*TASK DESCRIPTION*:
Show every line of the material below that contains the string "dress", copying each matching line in full. Case matters when matching.

*ENTRIES SHOWN*:
+-------+

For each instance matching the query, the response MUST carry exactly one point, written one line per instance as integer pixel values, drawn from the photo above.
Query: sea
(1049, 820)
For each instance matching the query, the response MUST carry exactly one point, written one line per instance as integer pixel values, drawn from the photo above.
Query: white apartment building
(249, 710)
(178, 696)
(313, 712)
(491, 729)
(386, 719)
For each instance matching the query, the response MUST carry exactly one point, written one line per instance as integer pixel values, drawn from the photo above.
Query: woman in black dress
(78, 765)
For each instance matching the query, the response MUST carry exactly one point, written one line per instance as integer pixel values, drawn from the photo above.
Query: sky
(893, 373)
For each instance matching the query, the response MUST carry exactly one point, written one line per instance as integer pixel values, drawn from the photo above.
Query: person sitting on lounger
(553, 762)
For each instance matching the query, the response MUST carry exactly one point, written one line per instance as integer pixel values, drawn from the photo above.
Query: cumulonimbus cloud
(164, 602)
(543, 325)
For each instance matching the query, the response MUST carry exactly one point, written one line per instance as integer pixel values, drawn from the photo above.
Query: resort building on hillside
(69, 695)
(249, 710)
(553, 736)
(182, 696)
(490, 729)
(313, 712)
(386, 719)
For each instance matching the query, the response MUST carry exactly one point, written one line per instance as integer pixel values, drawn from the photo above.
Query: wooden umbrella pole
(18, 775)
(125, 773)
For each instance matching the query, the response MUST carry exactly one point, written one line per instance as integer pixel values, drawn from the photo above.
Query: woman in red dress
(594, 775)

+-------+

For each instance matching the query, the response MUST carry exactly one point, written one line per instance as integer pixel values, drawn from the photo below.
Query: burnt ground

+-------+

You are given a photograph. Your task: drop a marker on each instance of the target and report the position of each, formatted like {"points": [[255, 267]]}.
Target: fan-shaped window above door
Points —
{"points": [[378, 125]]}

+-------+

*FINISHED TASK*:
Query: woman in black dress
Query: woman in red dress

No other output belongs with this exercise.